THE TASK =>
Extract each line below that contains the string "face". Case matters.
....................
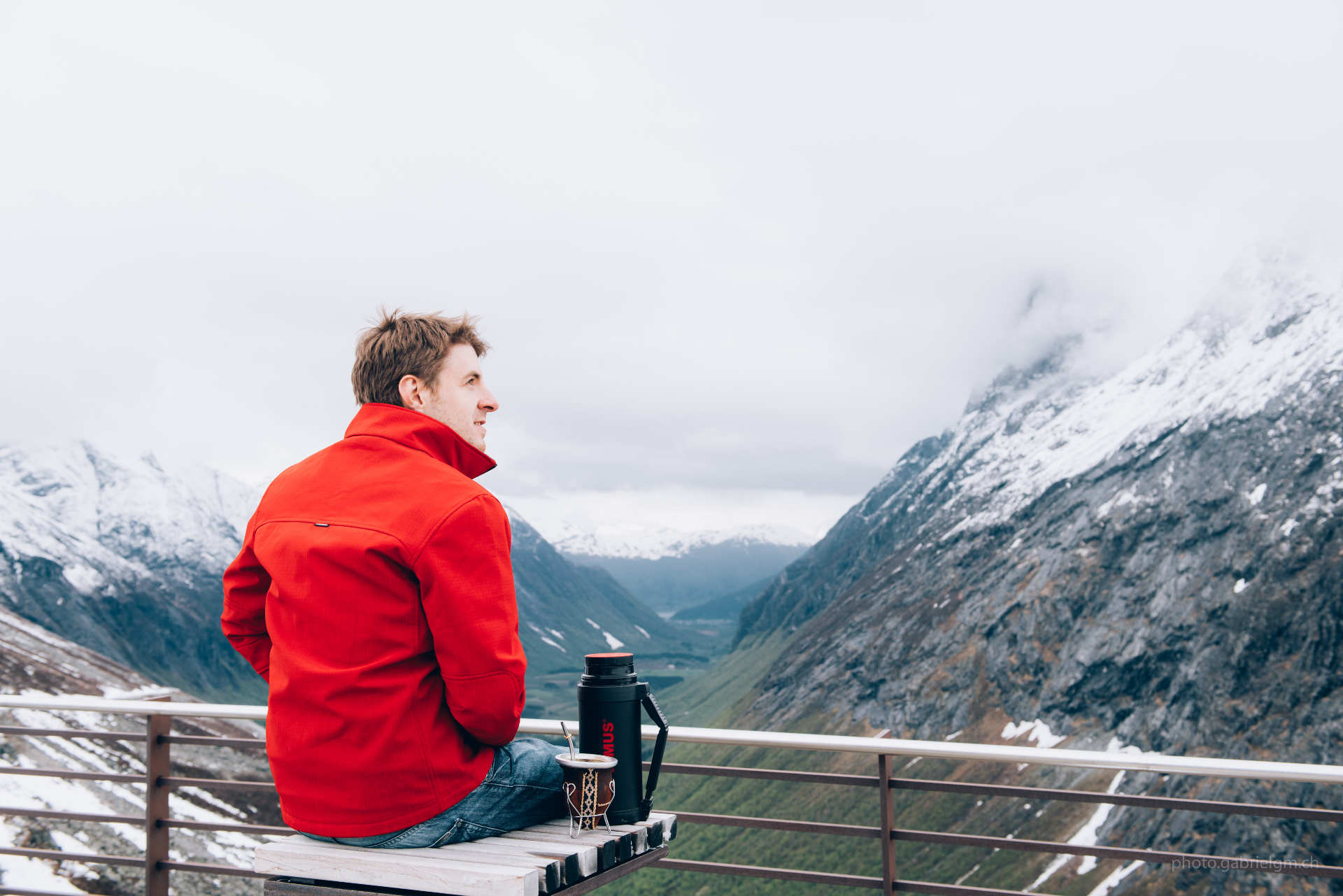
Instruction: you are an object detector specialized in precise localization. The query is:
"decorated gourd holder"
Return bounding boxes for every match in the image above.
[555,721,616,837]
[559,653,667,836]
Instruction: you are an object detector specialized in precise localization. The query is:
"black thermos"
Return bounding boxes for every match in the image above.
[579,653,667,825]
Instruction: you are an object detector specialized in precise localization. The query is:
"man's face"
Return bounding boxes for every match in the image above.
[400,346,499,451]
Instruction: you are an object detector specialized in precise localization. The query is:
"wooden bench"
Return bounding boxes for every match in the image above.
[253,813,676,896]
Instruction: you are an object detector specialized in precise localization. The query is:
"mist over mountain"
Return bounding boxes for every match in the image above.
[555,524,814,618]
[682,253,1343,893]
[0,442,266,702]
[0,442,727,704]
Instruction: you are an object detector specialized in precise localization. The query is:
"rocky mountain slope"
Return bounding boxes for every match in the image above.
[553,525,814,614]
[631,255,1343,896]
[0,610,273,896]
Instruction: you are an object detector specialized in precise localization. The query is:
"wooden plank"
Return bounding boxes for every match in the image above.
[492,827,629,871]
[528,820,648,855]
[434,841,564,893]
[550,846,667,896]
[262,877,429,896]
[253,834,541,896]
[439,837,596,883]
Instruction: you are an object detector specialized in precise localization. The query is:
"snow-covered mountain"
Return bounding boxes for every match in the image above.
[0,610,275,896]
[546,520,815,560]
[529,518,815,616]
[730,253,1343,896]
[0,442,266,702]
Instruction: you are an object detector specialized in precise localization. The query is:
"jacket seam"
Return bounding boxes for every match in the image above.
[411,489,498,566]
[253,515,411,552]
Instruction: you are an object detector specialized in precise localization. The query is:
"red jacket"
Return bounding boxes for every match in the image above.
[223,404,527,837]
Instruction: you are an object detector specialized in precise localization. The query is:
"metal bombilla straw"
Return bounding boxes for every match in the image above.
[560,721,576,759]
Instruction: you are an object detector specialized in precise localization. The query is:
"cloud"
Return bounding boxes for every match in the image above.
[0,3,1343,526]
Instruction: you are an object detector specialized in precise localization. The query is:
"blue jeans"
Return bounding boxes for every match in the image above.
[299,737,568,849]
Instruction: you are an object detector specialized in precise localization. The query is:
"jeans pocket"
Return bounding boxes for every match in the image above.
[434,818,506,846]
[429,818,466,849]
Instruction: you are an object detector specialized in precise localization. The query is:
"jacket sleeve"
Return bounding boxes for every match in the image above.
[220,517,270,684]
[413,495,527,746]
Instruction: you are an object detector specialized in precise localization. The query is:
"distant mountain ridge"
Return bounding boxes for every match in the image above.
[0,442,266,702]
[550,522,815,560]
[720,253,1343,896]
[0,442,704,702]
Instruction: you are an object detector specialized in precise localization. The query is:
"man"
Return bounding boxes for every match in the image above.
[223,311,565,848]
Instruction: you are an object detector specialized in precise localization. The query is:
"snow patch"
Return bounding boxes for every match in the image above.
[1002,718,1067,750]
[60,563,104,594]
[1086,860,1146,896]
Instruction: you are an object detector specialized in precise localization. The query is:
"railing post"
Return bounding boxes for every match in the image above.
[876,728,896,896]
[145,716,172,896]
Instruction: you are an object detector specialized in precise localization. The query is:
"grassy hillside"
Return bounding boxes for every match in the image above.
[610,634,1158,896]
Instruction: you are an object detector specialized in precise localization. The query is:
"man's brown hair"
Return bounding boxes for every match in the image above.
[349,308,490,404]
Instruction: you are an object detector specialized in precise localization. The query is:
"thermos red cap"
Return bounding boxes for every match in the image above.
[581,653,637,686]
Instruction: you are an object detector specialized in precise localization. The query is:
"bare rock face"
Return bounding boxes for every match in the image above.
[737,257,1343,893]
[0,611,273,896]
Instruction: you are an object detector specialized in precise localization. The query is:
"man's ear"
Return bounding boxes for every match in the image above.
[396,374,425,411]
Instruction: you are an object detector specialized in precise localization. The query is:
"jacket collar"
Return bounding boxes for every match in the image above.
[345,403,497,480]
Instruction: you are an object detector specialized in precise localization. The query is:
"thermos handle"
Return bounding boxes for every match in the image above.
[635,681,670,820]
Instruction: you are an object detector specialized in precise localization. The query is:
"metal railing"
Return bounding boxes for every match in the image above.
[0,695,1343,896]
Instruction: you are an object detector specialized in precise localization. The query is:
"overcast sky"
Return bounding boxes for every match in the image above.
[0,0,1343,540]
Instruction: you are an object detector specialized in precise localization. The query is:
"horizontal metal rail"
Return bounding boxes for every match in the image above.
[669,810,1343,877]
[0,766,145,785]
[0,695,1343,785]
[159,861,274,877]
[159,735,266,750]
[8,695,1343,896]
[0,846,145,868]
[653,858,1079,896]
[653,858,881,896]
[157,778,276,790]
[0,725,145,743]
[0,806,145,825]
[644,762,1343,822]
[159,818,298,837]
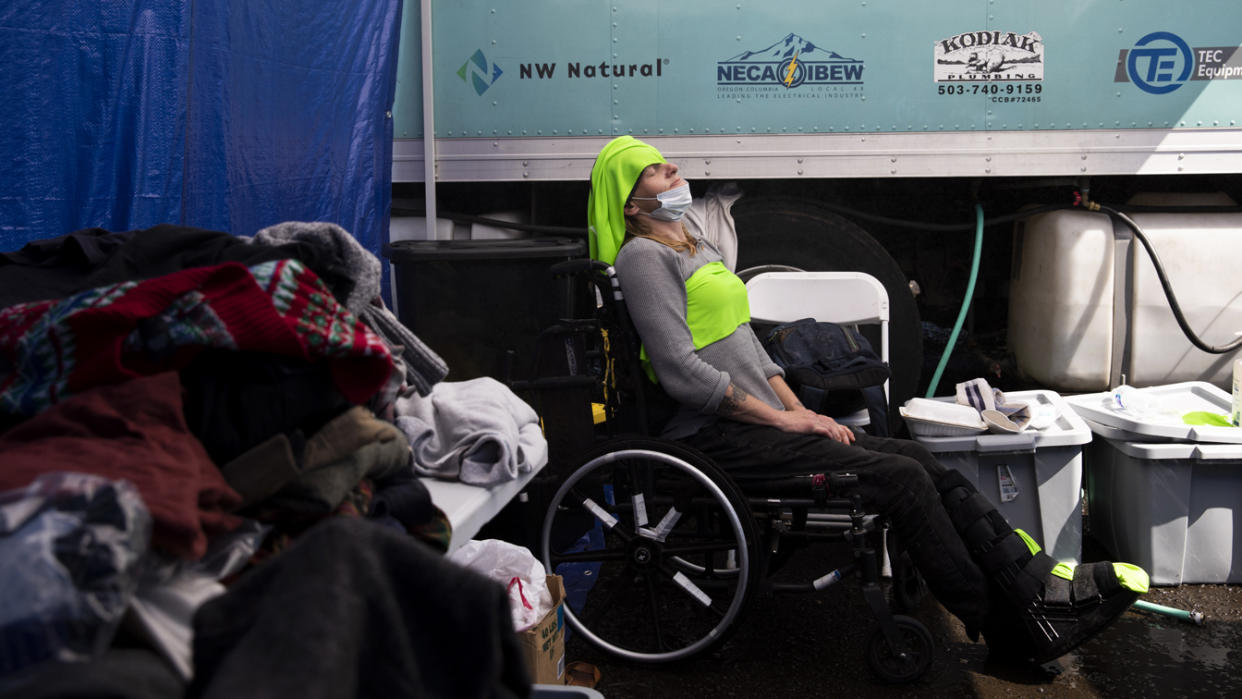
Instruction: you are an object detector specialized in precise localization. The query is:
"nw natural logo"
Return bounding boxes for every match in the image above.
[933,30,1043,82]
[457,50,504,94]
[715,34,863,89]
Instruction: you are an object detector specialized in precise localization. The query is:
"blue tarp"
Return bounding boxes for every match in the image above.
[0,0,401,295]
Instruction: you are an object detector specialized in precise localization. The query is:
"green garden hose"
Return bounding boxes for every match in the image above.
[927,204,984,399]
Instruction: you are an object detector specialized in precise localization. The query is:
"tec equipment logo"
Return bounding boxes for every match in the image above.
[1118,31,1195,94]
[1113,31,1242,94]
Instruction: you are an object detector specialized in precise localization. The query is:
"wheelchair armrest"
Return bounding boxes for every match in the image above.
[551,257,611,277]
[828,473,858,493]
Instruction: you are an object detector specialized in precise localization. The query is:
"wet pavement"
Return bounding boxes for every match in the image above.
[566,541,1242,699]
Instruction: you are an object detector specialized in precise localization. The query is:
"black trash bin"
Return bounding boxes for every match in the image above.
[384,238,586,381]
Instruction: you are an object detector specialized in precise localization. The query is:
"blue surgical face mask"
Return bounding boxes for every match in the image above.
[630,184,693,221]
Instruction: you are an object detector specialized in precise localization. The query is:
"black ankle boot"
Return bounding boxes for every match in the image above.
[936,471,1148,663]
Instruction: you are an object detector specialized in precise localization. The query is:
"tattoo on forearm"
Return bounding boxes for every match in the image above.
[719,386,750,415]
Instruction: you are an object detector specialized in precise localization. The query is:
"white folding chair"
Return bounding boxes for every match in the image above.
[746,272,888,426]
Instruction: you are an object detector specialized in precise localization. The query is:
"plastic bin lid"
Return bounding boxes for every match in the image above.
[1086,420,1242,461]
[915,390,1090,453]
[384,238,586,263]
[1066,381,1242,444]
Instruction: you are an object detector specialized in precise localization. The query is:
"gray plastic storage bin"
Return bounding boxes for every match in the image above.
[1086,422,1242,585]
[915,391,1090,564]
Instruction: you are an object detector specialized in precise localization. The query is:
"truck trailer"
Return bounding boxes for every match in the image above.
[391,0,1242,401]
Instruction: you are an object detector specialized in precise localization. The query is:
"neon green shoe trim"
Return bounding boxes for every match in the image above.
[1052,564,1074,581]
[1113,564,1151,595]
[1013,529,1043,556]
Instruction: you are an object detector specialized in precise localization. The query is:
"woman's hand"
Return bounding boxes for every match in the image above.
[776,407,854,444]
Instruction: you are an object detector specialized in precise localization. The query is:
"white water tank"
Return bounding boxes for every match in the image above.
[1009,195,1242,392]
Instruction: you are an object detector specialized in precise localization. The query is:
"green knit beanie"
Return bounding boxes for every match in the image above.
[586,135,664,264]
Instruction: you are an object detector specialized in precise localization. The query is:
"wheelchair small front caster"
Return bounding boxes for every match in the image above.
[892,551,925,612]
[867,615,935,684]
....................
SOLUTION FOR THIS TASK =>
"man's face"
"bare rock face"
"blue surgical face mask"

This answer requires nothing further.